__Brano da leggere__
▬▬▬▬▬▬
3. La preghiera delle offerte, sopra ricordata, così conclude: Tu donaci in cambio Te stesso. L’invocazione chiede a Dio non solo la salute, la serenità, la pace familiare, ma nientemeno che Lui stesso. Il senso della fatica feriale è di trasformare il nostro lavoro in offerta grata, in riconoscimento del dono che ci è stato fatto: la vita, il coniuge, i figli, la salute, il lavoro, le cadute e le riprese dell’esistenza. La libertà cristiana consiste nella liberazione dell’uomo dal lavoro e nel lavoro, affinché sia libero per Dio e per gli altri. L’uomo e la donna, ma soprattutto la famiglia, devono iscrivere nel loro stile di vita il senso della festa, in modo da vivere non solo come soggetti nel bisogno, ma come comunità dell’incontro.


L’incontro con Dio e con l’altro è il cuore della festa. La mensa della domenica, in casa e con la comunità, è diversa da quella di ogni giorno: quella di ciascun giorno serve per sopravvivere, quella della domenica per vivere la gioia dell’incontro. La mensa festiva è tempo per Dio, spazio per l’ascol­to e la comunione, disponibilità per il culto e la carità. La celebrazione e il servizio sono le due forme fondamentali della legge, con le quali si onora Dio e si accoglie il suo dono di amore: nel culto Dio ci comunica gratuitamente la sua carità; nel servizio il dono ricevuto diventa amore condiviso e vissuto con gli altri. Il dies Domini deve diventare anche un dies hominis! Se la famiglia si accosta in questo modo alla festa, potrà viverla come il giorno «del Signore».
▬▬▬▬▬▬
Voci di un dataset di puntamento
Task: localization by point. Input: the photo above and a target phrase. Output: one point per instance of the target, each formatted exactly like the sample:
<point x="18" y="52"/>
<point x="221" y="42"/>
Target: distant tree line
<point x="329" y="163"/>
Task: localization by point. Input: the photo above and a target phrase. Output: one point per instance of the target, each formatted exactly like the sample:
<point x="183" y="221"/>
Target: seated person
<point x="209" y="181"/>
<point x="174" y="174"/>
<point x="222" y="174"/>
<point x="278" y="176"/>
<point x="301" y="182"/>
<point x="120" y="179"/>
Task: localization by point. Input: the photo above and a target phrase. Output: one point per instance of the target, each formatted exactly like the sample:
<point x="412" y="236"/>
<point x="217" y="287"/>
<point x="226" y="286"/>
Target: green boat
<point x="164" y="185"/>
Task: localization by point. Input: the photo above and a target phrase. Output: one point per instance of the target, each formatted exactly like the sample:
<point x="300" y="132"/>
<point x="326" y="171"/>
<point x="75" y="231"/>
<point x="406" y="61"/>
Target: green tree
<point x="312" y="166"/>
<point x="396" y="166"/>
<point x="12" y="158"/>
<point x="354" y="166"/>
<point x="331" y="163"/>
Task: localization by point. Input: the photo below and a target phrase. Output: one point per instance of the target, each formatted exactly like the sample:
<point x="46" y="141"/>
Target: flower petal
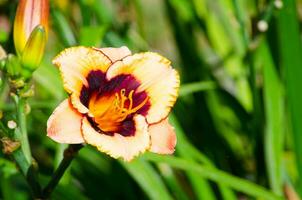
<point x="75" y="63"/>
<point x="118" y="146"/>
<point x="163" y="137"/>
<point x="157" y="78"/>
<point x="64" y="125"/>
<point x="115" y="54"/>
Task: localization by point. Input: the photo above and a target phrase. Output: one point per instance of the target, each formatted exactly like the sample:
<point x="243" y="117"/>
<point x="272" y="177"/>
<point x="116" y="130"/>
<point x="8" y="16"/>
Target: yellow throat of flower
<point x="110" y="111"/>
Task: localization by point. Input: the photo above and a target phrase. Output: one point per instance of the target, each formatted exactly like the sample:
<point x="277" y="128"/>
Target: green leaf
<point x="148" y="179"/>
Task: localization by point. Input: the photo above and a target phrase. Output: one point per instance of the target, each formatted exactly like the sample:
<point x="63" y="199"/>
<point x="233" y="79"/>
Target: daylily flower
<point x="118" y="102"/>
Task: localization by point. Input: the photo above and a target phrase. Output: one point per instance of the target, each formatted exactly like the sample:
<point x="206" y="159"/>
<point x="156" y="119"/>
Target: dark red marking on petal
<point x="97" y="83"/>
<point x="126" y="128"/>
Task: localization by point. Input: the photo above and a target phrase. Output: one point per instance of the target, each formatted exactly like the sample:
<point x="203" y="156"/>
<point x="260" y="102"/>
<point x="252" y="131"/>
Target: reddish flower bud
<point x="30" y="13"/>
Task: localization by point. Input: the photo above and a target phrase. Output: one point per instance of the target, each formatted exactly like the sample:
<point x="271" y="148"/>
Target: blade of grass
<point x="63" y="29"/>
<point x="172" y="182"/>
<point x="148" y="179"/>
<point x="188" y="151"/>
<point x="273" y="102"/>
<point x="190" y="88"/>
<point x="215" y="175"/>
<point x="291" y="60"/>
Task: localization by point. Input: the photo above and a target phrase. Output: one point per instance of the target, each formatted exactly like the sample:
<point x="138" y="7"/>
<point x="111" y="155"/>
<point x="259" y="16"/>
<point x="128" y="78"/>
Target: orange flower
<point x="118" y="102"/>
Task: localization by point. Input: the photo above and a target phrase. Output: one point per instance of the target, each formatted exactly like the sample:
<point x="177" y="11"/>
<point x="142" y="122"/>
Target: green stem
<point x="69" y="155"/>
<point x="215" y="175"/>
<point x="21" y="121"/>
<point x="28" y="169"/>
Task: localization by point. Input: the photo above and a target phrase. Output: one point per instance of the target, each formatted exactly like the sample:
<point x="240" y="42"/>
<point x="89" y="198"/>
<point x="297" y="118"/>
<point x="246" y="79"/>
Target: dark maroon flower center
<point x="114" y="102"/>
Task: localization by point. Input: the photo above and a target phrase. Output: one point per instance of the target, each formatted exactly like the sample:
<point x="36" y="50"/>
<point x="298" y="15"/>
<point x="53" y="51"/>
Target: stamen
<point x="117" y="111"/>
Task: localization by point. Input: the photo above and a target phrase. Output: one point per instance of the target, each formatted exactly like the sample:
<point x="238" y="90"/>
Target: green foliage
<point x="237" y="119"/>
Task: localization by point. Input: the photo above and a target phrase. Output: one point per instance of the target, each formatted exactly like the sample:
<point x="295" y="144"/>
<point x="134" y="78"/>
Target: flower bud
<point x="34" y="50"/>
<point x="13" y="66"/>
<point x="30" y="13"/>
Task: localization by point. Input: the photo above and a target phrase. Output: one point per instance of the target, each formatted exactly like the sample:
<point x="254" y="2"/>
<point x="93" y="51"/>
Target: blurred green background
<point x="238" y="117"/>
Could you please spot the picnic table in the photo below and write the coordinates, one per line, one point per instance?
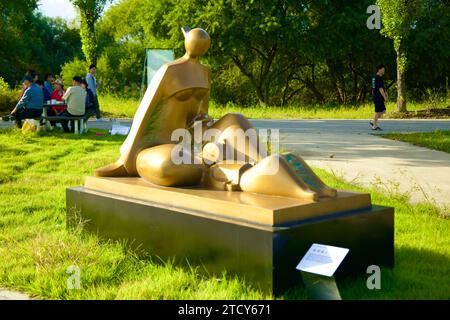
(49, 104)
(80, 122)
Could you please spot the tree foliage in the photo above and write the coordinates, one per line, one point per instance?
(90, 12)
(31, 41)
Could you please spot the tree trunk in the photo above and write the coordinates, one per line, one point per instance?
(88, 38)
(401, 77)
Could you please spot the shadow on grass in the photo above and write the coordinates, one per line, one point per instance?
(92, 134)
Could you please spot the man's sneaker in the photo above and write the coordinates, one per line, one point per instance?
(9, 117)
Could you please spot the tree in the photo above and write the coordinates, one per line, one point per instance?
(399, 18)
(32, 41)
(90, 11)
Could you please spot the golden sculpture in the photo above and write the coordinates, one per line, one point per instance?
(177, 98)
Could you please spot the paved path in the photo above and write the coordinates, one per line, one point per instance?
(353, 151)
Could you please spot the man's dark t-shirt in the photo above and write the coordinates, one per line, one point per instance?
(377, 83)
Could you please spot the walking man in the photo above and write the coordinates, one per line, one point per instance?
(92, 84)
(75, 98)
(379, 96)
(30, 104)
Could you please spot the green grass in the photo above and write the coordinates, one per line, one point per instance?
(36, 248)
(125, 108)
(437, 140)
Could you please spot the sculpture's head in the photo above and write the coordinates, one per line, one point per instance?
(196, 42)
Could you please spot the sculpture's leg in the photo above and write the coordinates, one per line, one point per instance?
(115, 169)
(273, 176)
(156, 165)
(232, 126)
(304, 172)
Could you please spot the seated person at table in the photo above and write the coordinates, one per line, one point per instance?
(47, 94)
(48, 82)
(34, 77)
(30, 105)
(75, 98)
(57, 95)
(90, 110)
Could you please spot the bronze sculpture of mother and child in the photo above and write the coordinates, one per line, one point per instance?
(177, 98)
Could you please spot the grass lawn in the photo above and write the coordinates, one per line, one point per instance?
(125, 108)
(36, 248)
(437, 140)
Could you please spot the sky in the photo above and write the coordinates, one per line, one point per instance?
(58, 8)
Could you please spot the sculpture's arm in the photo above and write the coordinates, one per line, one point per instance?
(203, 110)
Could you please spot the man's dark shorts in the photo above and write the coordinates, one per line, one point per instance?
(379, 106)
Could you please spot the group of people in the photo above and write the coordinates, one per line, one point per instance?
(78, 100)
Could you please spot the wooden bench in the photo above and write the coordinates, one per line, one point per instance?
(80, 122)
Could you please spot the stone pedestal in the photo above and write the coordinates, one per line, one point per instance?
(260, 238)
▬▬▬▬▬▬
__Compiti scritti__
(1) Riporta in una tabella Markdown le voci, dalla riga che contiene "Could you please spot the man's dark t-shirt" fino all'ultima riga delle voci, estremi inclusi. Usa le colonne N (numero progressivo) e Riga (testo della riga) e salta le righe vuote.
(2) Prosegui il brano sul senso cristiano della festa domenicale a partire dal punto in cui si interrompe.

__Le risposte__
(1)
| N | Riga |
|---|---|
| 1 | Could you please spot the man's dark t-shirt in the photo above and write the coordinates, one per line, one point per instance? |
| 2 | (377, 83) |
| 3 | Could you please spot the walking man in the photo above and write the coordinates, one per line, one point per instance? |
| 4 | (92, 84) |
| 5 | (75, 98) |
| 6 | (379, 96) |
| 7 | (30, 104) |
| 8 | Could you please spot the green grass in the photo above and write the coordinates, one per line, one point per instance? |
| 9 | (36, 248) |
| 10 | (125, 108) |
| 11 | (437, 140) |
| 12 | Could you please spot the sculpture's head in the photo above and write the coordinates, one per line, one point per instance? |
| 13 | (196, 42) |
| 14 | Could you please spot the sculpture's leg in the photo above and write the coordinates, one per line, one point per instance? |
| 15 | (115, 169) |
| 16 | (273, 176) |
| 17 | (156, 165) |
| 18 | (232, 126) |
| 19 | (304, 172) |
| 20 | Could you please spot the seated person at table in the photo above and write the coordinates, one per line, one point per instance? |
| 21 | (47, 94) |
| 22 | (48, 82) |
| 23 | (34, 77) |
| 24 | (30, 105) |
| 25 | (75, 98) |
| 26 | (57, 95) |
| 27 | (90, 110) |
| 28 | Could you please spot the bronze sculpture of mother and child in the photo above and write the coordinates, one per line, one point per instance? |
| 29 | (177, 98) |
| 30 | Could you please spot the grass lawn in the photo above and write the coordinates, one per line, one point per instance? |
| 31 | (125, 108) |
| 32 | (36, 248) |
| 33 | (437, 140) |
| 34 | Could you please spot the sky in the photo above and write the coordinates, one per line, one point per instance? |
| 35 | (58, 8) |
| 36 | Could you please spot the sculpture's arm in the photo above and write the coordinates, one per line, one point per instance? |
| 37 | (203, 110) |
| 38 | Could you please spot the man's dark shorts in the photo above and write the coordinates, one per line, one point per instance? |
| 39 | (379, 106) |
| 40 | Could you please spot the group of people in the photo above and write the coordinates, one per line, one point per instance? |
| 41 | (78, 100) |
| 42 | Could you please spot the wooden bench in the photo above and write the coordinates, one per line, one point per instance? |
| 43 | (80, 122) |
| 44 | Could you please spot the stone pedestal in the photo above and write the coordinates, one per line, one point per instance? |
| 45 | (260, 238) |

(2)
 

E. Ascolto del Magistero


La famiglia che sa sospendere il flusso continuo del tempo e si prende una sosta per fare memoria grata dei benefici ricevuti dal suo Signore si esercita ad entrare nel riposo di Dio. La famiglia chiamata a riposare nel Signore sa riorientare la dispersione dei giorni verso il giorno della gratitudine. Sa convertire l’attesa dei giorni nell’unica attesa del Giorno del Signore. Torna come il lebbroso risanato a rendere grazie al suo Signore per la salvezza di tutti. Con l’insistenza della sua intercessione abbrevia il tempo dell’attesa dell’ottavo giorno, per il quale lo Sposo promette alla sposa: «Sì, vengo presto!». Amen. Vieni, Signore Gesù (Ap 22,20).


Ricordati del giorno di sabato


Il comandamento del Decalogo con cui Dio impone l’osservanza del sabato ha, nel Libro dell’Esodo, una formulazione caratteristica: «Ricordati del giorno di sabato per santificarlo» (20,8) . E più oltre il testo ispirato ne dà la motivazione richiamando l’opera di Dio: «perché in sei giorni il Signore ha fatto il cielo e la terra e il mare e quanto è in essi, ma si è riposato il giorno settimo. Perché il Signore ha benedetto il giorno di sabato e lo ha dichiarato sacro» (v. 11) . Prima di imporre qualcosa da fare, il comandamento segnala qualcosa da ricordare. Invita a risvegliare la memoria di quella grande e fondamentale opera di Dio che è la creazione. E memoria che deve animare tutta la vita religiosa dell’uomo, per confluire poi nel giorno in cui l’uomo è chiamato a riposare. Il riposo assume così una tipica valenza sacra: il fedele è invitato a riposare non solo come Dio ha riposato, ma a riposare nel Signore, riportando a lui tutta la creazione, nella lode, nel rendimento di grazie, nell’intimità filiale e nell’amicizia sponsale.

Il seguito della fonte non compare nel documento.